Using the entries below, give the count of lines that hold "lands". Say nothing besides the number.

Point localization data
========================================

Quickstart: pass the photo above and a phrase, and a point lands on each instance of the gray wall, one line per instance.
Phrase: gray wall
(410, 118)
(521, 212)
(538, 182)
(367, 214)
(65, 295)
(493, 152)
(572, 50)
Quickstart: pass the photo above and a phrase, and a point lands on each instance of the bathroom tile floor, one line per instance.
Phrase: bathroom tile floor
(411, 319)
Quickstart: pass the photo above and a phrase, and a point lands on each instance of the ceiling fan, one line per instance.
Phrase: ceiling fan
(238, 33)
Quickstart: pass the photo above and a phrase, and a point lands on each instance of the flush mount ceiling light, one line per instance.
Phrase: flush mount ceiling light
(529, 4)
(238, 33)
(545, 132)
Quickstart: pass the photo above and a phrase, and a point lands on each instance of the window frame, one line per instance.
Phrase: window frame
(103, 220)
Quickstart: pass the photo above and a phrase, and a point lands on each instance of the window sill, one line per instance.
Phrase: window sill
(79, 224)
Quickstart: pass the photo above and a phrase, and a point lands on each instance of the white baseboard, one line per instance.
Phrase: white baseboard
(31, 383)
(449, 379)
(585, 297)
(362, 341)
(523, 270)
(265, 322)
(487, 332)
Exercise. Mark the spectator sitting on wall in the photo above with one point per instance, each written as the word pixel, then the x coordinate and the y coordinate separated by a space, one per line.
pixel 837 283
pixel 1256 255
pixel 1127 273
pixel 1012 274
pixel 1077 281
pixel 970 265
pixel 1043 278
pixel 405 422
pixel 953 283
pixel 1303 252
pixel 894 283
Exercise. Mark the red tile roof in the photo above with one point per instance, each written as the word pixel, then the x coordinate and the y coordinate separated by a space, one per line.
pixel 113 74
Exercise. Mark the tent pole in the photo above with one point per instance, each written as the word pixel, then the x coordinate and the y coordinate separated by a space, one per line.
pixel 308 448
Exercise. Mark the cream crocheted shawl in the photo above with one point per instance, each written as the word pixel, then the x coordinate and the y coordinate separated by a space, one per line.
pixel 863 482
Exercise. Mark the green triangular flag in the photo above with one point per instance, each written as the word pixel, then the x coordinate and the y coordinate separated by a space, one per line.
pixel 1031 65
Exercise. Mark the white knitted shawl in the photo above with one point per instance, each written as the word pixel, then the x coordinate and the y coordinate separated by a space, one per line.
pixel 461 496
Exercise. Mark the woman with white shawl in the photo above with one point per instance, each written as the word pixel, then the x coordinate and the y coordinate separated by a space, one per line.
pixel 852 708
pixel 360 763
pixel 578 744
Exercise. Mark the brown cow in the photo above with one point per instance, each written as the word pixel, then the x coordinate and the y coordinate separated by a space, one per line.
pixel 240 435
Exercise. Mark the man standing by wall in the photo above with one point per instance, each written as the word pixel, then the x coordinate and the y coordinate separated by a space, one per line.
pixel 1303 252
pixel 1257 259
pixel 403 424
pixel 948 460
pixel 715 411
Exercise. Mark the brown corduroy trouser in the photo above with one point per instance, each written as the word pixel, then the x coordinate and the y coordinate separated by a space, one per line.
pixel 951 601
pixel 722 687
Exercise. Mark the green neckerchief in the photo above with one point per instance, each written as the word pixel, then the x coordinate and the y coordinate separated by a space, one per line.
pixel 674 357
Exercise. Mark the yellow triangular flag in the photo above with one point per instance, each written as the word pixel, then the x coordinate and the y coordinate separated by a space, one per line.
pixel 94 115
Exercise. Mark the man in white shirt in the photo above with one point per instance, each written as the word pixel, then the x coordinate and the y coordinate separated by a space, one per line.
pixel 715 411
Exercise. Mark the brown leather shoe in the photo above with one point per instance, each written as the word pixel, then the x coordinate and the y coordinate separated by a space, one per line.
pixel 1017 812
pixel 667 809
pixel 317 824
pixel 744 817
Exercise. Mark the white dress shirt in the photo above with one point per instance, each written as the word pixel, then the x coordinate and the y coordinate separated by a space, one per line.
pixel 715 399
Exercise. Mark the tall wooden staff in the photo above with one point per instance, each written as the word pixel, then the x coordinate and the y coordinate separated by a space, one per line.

========================================

» **RESPONSE BELOW**
7